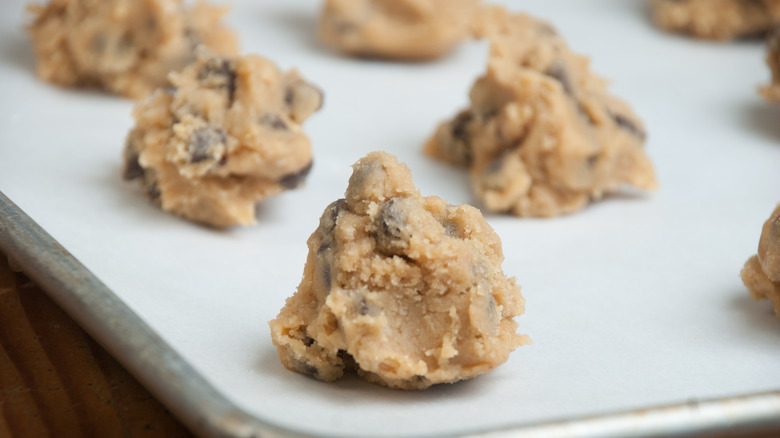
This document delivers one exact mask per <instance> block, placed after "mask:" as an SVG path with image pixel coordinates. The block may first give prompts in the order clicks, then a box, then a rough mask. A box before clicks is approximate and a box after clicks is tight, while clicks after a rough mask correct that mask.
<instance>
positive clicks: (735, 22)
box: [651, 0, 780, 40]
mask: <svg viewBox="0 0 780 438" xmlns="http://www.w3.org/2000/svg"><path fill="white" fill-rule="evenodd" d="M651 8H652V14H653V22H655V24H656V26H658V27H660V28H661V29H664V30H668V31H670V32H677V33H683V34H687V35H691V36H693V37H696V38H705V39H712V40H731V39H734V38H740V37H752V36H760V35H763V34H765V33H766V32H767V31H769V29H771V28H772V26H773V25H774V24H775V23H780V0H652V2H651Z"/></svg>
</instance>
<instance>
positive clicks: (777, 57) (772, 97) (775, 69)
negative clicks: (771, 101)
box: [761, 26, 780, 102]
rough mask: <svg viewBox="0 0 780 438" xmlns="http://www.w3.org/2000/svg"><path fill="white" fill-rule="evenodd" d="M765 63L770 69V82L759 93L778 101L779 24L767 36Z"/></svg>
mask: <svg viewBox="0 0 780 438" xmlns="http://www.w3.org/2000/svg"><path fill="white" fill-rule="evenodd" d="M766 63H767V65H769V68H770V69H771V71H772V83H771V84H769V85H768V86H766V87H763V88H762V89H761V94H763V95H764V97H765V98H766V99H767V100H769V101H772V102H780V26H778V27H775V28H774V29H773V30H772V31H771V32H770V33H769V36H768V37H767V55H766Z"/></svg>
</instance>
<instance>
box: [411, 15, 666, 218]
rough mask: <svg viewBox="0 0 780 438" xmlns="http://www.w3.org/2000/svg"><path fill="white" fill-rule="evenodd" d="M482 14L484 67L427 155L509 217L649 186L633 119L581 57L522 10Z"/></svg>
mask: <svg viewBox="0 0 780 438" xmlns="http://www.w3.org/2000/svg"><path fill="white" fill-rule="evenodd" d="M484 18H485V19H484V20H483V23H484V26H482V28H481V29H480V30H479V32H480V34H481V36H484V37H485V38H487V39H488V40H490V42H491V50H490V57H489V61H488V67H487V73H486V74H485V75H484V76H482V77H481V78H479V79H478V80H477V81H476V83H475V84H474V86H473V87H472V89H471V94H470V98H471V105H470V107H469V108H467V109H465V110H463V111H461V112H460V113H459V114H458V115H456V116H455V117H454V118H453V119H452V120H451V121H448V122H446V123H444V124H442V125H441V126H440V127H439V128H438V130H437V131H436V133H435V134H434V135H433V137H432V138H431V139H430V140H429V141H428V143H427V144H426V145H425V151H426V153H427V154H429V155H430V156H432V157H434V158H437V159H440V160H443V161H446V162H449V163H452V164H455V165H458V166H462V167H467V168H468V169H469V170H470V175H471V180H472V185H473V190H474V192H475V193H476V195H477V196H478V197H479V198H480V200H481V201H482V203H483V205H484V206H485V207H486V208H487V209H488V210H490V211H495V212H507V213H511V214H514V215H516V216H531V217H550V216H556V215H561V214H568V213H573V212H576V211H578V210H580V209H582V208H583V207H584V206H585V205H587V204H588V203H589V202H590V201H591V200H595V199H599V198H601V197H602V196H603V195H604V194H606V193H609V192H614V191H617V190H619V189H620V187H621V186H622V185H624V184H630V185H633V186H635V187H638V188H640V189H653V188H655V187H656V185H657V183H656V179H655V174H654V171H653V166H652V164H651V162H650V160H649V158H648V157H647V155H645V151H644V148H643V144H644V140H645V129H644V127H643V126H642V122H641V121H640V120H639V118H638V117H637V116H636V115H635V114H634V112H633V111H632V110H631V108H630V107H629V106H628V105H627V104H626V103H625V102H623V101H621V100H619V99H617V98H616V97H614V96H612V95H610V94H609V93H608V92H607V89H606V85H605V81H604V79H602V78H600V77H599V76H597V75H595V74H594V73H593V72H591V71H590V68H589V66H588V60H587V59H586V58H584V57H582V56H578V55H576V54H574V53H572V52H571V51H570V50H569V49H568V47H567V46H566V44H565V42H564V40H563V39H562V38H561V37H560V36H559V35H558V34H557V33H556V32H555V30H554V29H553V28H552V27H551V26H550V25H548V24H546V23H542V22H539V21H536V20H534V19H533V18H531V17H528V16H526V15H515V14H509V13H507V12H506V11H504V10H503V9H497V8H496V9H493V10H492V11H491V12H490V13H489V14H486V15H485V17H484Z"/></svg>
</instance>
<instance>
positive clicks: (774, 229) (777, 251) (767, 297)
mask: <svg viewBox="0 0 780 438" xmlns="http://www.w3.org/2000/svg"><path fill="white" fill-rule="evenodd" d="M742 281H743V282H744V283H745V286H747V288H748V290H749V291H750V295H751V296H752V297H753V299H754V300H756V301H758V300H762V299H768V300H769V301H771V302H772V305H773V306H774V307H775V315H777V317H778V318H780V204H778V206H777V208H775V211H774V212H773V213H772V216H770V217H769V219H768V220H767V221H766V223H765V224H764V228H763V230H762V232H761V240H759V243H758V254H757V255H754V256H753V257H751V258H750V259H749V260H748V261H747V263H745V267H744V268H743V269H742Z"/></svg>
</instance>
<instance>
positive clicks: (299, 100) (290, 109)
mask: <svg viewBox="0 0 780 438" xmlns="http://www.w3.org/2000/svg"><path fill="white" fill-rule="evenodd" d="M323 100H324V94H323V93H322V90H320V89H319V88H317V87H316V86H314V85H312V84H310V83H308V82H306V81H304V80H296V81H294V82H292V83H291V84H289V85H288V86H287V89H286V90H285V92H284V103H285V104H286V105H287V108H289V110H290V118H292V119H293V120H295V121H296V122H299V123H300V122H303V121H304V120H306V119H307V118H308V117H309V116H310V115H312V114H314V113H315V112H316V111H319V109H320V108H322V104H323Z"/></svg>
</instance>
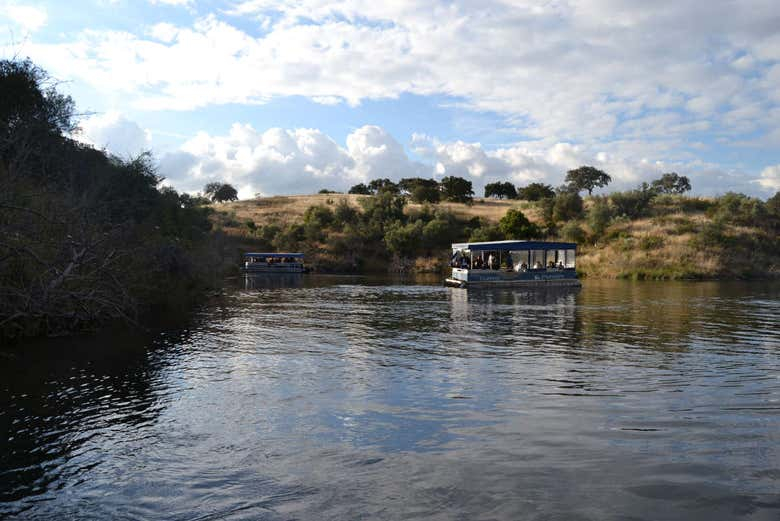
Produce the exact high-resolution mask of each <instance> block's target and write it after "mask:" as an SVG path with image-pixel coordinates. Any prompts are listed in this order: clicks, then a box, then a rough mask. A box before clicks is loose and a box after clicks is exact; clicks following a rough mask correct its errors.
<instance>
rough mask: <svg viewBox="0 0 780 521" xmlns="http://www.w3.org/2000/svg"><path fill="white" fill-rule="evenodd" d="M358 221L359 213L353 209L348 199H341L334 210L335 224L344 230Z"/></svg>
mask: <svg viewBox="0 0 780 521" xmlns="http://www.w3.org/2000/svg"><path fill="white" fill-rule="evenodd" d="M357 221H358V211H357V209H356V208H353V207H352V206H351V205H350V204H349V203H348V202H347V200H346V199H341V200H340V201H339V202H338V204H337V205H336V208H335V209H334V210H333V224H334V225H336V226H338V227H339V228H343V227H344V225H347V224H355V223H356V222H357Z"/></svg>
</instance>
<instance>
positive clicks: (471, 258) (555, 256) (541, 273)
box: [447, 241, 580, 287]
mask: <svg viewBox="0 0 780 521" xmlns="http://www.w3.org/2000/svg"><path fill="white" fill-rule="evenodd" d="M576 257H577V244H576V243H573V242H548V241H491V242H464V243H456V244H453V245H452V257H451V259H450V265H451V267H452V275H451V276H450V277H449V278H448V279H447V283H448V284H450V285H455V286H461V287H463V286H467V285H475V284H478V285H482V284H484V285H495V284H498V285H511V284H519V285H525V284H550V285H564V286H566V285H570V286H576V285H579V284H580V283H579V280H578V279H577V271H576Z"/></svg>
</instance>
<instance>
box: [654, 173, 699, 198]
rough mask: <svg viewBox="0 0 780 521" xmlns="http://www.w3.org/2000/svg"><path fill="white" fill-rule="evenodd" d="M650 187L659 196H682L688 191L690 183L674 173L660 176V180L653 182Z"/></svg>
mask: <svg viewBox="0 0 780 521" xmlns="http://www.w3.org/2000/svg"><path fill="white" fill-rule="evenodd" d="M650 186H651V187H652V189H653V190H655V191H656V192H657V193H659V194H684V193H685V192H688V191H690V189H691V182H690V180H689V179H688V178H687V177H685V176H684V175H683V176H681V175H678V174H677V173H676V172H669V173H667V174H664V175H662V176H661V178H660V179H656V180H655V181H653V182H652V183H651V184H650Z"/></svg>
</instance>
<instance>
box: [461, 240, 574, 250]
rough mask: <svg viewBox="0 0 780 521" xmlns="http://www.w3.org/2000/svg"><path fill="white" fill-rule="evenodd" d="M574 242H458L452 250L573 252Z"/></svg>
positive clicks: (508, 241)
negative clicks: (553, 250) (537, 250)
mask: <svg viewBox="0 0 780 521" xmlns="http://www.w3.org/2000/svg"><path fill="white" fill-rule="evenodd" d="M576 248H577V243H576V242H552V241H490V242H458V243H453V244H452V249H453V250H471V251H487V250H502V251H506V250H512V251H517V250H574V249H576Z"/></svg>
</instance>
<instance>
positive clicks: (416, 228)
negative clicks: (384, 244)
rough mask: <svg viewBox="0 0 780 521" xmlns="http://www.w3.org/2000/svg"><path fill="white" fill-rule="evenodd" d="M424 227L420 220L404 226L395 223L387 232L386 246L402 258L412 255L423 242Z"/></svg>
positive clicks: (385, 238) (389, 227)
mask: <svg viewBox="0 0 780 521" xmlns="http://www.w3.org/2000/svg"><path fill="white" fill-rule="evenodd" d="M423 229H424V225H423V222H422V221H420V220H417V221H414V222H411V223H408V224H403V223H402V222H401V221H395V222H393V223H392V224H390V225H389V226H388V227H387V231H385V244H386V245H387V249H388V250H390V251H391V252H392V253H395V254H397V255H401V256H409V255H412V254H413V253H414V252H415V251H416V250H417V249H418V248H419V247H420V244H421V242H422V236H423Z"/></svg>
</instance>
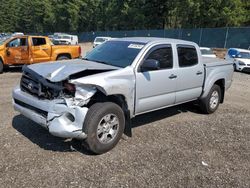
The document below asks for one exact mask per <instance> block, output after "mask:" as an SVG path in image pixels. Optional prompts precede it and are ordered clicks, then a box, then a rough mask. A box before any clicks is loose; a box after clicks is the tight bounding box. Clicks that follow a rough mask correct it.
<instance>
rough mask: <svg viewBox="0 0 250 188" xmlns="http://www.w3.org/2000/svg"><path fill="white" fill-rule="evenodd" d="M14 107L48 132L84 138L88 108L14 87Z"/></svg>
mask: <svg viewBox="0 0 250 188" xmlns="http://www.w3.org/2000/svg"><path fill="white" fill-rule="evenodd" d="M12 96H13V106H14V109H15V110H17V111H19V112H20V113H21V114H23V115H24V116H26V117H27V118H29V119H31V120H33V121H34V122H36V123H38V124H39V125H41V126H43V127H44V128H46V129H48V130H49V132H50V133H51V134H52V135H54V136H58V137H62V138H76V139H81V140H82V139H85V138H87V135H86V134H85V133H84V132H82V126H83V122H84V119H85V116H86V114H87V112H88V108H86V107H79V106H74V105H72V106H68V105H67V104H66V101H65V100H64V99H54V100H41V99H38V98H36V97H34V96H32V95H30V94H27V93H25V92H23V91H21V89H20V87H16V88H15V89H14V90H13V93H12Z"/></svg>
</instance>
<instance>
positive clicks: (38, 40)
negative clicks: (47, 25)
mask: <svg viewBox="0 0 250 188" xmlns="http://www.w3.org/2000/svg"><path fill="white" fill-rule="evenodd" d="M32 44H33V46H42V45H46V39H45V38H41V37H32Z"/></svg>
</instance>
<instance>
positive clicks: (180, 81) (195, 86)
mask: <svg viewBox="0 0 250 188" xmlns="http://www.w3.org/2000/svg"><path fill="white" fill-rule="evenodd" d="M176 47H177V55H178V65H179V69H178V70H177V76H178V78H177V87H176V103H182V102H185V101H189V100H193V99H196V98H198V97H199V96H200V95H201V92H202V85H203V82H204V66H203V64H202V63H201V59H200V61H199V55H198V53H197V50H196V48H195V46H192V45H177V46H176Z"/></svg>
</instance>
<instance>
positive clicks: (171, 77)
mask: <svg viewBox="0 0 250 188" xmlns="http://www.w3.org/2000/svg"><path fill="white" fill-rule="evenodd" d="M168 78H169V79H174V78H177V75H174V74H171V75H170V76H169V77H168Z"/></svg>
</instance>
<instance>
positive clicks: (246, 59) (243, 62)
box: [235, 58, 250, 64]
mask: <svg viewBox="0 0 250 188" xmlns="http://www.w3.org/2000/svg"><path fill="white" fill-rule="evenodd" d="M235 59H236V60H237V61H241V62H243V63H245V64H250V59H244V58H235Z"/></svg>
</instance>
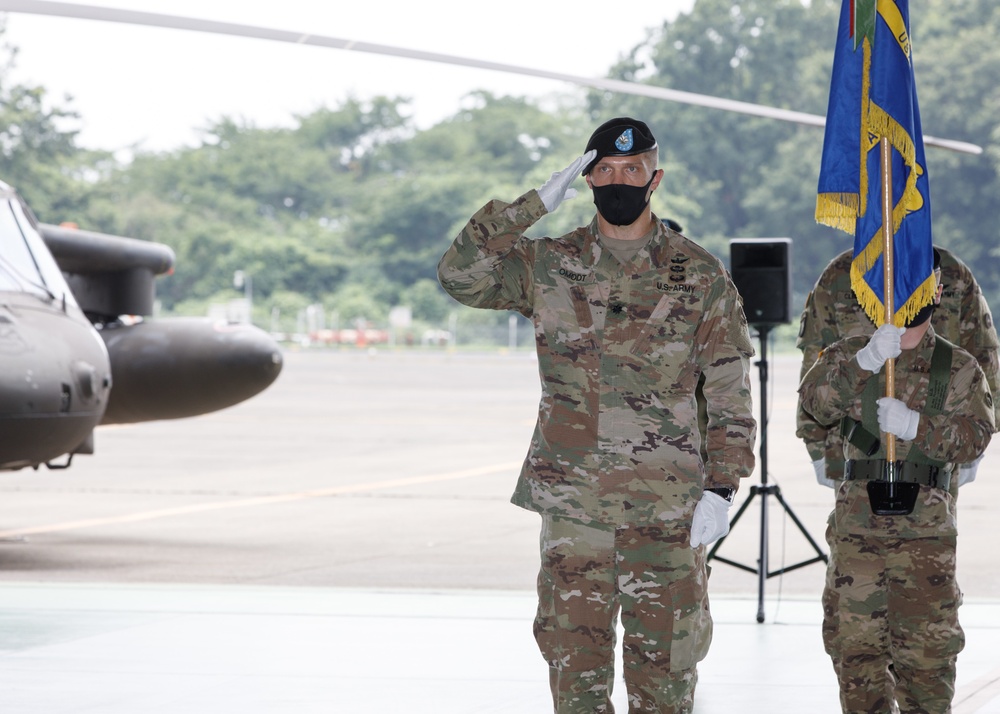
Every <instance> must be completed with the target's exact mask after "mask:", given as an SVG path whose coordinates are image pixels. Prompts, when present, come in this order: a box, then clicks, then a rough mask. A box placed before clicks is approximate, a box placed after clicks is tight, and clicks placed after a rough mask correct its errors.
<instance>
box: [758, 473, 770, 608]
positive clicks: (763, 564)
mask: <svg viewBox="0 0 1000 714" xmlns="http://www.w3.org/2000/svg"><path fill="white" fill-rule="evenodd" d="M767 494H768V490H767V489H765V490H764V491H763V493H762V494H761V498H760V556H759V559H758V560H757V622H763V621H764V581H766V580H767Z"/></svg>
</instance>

--------------------------------------------------

Task
Collect every line of the material above that contains the string "negative", treating uppercase and lowercase letters as distinct.

Output for this exercise
negative clicks: (771, 101)
negative clicks: (553, 250) (537, 250)
negative clicks: (384, 244)
negative clicks: (47, 25)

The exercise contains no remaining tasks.